--- Start of Dataset content ---

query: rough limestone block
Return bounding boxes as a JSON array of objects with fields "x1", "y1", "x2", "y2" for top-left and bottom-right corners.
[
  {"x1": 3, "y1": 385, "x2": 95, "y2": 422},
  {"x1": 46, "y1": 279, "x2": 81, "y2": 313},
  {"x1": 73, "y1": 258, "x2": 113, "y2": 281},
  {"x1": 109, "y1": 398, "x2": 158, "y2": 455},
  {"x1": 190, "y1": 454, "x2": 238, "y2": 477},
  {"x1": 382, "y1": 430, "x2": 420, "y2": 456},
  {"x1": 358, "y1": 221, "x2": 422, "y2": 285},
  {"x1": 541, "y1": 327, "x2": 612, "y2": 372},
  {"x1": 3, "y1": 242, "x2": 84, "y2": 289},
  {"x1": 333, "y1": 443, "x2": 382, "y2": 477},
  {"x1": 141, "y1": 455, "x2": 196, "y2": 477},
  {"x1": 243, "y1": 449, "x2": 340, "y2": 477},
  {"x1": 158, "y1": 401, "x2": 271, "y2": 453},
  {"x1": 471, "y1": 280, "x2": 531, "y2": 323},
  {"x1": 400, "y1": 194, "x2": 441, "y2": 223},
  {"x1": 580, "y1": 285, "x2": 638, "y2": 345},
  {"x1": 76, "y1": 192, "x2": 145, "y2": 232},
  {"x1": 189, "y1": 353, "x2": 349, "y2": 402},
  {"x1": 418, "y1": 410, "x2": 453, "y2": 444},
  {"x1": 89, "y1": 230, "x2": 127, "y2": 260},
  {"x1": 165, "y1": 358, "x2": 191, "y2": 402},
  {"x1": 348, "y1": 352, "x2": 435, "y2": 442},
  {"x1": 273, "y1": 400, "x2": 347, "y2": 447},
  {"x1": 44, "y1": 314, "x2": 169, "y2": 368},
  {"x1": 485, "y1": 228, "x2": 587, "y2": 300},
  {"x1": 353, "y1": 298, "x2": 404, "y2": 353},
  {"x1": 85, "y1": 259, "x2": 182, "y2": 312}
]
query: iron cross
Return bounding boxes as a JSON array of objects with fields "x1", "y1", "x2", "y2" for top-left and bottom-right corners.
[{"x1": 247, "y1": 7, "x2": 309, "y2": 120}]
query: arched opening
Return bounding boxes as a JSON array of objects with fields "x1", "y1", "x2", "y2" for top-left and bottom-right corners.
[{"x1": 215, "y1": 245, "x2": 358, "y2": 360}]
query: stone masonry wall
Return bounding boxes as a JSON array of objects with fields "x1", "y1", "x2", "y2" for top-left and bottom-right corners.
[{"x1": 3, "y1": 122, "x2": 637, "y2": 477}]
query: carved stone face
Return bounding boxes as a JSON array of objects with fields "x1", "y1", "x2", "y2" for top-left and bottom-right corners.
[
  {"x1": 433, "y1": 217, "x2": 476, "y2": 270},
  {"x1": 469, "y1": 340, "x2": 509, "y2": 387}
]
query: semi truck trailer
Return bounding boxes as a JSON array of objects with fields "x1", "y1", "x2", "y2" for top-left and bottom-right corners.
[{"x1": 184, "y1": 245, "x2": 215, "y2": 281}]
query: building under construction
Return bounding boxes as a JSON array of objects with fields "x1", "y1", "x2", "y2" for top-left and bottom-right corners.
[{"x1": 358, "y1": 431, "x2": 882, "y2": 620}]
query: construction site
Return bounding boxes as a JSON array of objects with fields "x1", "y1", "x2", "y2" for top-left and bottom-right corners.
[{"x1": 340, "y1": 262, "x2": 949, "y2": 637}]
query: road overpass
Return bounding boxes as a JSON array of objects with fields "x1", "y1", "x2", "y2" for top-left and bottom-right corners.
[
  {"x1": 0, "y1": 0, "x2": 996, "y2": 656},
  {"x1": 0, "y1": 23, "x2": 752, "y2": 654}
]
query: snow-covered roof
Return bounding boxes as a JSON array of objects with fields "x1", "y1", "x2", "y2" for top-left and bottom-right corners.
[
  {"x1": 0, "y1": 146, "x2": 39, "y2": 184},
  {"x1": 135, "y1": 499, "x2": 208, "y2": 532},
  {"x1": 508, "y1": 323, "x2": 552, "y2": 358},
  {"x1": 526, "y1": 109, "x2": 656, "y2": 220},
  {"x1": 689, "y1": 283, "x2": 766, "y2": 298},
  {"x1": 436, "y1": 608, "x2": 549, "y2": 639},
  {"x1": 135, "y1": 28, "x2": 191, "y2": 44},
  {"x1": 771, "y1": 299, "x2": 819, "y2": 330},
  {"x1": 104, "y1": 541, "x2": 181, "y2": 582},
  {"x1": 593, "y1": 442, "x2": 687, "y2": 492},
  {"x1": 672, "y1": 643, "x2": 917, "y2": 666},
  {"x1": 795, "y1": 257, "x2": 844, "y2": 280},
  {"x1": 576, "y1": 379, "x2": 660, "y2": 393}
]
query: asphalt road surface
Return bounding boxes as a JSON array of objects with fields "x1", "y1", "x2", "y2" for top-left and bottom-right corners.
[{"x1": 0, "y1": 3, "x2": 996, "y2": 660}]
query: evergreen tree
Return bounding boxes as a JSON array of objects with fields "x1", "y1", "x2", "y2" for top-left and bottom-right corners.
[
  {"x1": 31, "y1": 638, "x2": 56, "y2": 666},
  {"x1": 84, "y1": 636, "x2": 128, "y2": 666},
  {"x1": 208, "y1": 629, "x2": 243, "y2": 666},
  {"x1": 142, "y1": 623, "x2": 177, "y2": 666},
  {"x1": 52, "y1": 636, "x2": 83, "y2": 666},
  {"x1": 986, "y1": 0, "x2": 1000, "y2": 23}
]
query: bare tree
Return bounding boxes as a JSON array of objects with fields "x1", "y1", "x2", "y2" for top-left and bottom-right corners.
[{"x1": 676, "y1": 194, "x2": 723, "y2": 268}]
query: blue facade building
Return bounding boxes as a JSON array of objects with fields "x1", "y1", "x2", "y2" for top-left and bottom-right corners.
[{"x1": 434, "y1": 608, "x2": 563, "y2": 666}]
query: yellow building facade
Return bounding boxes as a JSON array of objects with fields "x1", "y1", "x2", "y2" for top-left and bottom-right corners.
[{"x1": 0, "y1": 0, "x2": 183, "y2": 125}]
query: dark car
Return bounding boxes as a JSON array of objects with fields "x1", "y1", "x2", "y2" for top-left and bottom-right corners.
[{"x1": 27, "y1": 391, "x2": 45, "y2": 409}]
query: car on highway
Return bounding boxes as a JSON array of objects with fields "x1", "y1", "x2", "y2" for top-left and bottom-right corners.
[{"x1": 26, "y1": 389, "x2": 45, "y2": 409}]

--- End of Dataset content ---

— Aim of the task —
Write out every entry exactly as given.

— Response to the exercise —
query: rough limestone block
Return bounding boxes as a JSON array of objects with fields "x1", "y1", "x2", "y2" for top-left and bottom-right corners.
[
  {"x1": 3, "y1": 385, "x2": 95, "y2": 422},
  {"x1": 46, "y1": 279, "x2": 81, "y2": 313},
  {"x1": 73, "y1": 258, "x2": 113, "y2": 281},
  {"x1": 109, "y1": 398, "x2": 158, "y2": 455},
  {"x1": 190, "y1": 454, "x2": 238, "y2": 477},
  {"x1": 382, "y1": 430, "x2": 420, "y2": 456},
  {"x1": 358, "y1": 221, "x2": 422, "y2": 285},
  {"x1": 541, "y1": 327, "x2": 612, "y2": 372},
  {"x1": 3, "y1": 242, "x2": 84, "y2": 289},
  {"x1": 333, "y1": 443, "x2": 382, "y2": 477},
  {"x1": 141, "y1": 455, "x2": 196, "y2": 477},
  {"x1": 243, "y1": 449, "x2": 340, "y2": 477},
  {"x1": 158, "y1": 401, "x2": 271, "y2": 453},
  {"x1": 471, "y1": 280, "x2": 531, "y2": 323},
  {"x1": 400, "y1": 194, "x2": 441, "y2": 223},
  {"x1": 580, "y1": 285, "x2": 638, "y2": 345},
  {"x1": 76, "y1": 192, "x2": 145, "y2": 232},
  {"x1": 189, "y1": 353, "x2": 349, "y2": 402},
  {"x1": 418, "y1": 410, "x2": 453, "y2": 444},
  {"x1": 89, "y1": 230, "x2": 127, "y2": 260},
  {"x1": 165, "y1": 358, "x2": 191, "y2": 402},
  {"x1": 348, "y1": 352, "x2": 435, "y2": 442},
  {"x1": 273, "y1": 400, "x2": 347, "y2": 447},
  {"x1": 44, "y1": 314, "x2": 169, "y2": 368},
  {"x1": 485, "y1": 228, "x2": 587, "y2": 300},
  {"x1": 353, "y1": 298, "x2": 404, "y2": 353},
  {"x1": 85, "y1": 259, "x2": 182, "y2": 312}
]
query: iron cross
Return bounding boxes as a JSON array of objects with fields "x1", "y1", "x2", "y2" for top-left and bottom-right corners.
[{"x1": 247, "y1": 7, "x2": 309, "y2": 120}]
query: arched opening
Return bounding boxes as a JSON array of objects with fields "x1", "y1", "x2", "y2" for top-left and bottom-right corners.
[{"x1": 215, "y1": 245, "x2": 358, "y2": 360}]
query: stone masonry wall
Return bounding boxes as a JSON array of objects with fields "x1", "y1", "x2", "y2" for top-left and bottom-right corners.
[{"x1": 3, "y1": 122, "x2": 637, "y2": 477}]
query: carved stone face
Return bounding boxes as a JSON array of objects with fields "x1", "y1", "x2", "y2" for top-left and bottom-right corners.
[
  {"x1": 433, "y1": 217, "x2": 476, "y2": 270},
  {"x1": 469, "y1": 340, "x2": 509, "y2": 387}
]
query: semi truck trailer
Return bounding boxes as a JSON array of objects with fields "x1", "y1", "x2", "y2" for top-left and bottom-right corners.
[{"x1": 184, "y1": 245, "x2": 215, "y2": 281}]
query: building under construction
Return bounding boxes as a JSON array of objects with fields "x1", "y1", "x2", "y2" for top-left and bottom-right corners.
[{"x1": 358, "y1": 431, "x2": 882, "y2": 620}]
query: construction site
Return bounding boxes as a JSON array of objects with fields "x1", "y1", "x2", "y2" for top-left and bottom-right corners.
[{"x1": 340, "y1": 262, "x2": 949, "y2": 637}]
query: road overpass
Return bounding boxes as a JSON array of objects with fields "x1", "y1", "x2", "y2" for top-left and bottom-right corners.
[
  {"x1": 0, "y1": 0, "x2": 996, "y2": 656},
  {"x1": 0, "y1": 23, "x2": 752, "y2": 654}
]
query: snow-covered roof
Return bounding boxes as a JSON array of objects with fields "x1", "y1", "x2", "y2" for top-left and bottom-right corners.
[
  {"x1": 0, "y1": 146, "x2": 39, "y2": 184},
  {"x1": 135, "y1": 499, "x2": 208, "y2": 532},
  {"x1": 508, "y1": 323, "x2": 552, "y2": 358},
  {"x1": 526, "y1": 109, "x2": 656, "y2": 220},
  {"x1": 689, "y1": 283, "x2": 766, "y2": 298},
  {"x1": 436, "y1": 608, "x2": 549, "y2": 639},
  {"x1": 135, "y1": 28, "x2": 191, "y2": 44},
  {"x1": 771, "y1": 299, "x2": 819, "y2": 330},
  {"x1": 104, "y1": 541, "x2": 181, "y2": 582},
  {"x1": 593, "y1": 442, "x2": 687, "y2": 492},
  {"x1": 672, "y1": 643, "x2": 917, "y2": 666},
  {"x1": 795, "y1": 257, "x2": 844, "y2": 280},
  {"x1": 576, "y1": 379, "x2": 660, "y2": 393}
]
query: asphalt road surface
Return bounding boxes as a JSON array of objects with fields "x1", "y1", "x2", "y2" for top-left and bottom-right corners.
[{"x1": 0, "y1": 3, "x2": 996, "y2": 660}]
query: evergreen tree
Return bounding boxes as a JSON array of objects with fields "x1", "y1", "x2", "y2" for top-left and bottom-right corners.
[
  {"x1": 31, "y1": 638, "x2": 56, "y2": 666},
  {"x1": 84, "y1": 636, "x2": 128, "y2": 666},
  {"x1": 208, "y1": 629, "x2": 243, "y2": 666},
  {"x1": 142, "y1": 623, "x2": 177, "y2": 666},
  {"x1": 52, "y1": 636, "x2": 83, "y2": 666},
  {"x1": 986, "y1": 0, "x2": 1000, "y2": 23}
]
query: bare tree
Return bounding boxes as a JSON array of objects with fields "x1", "y1", "x2", "y2" for top-left and bottom-right corners.
[{"x1": 676, "y1": 194, "x2": 723, "y2": 268}]
query: blue facade building
Return bounding boxes as a JSON array of objects with fields "x1", "y1", "x2", "y2" for top-left and bottom-right corners.
[{"x1": 434, "y1": 608, "x2": 563, "y2": 666}]
query: yellow building facade
Return bounding boxes as a JSON array of objects with fields "x1", "y1", "x2", "y2" for top-left and bottom-right corners.
[{"x1": 0, "y1": 0, "x2": 183, "y2": 125}]
query: dark car
Return bounding boxes as a JSON array of objects with fields "x1", "y1", "x2", "y2" for top-left and bottom-right corners.
[{"x1": 27, "y1": 391, "x2": 45, "y2": 409}]
query: car on highway
Return bounding boxes as a JSON array of objects with fields "x1", "y1", "x2", "y2" for top-left and bottom-right corners.
[{"x1": 26, "y1": 389, "x2": 45, "y2": 409}]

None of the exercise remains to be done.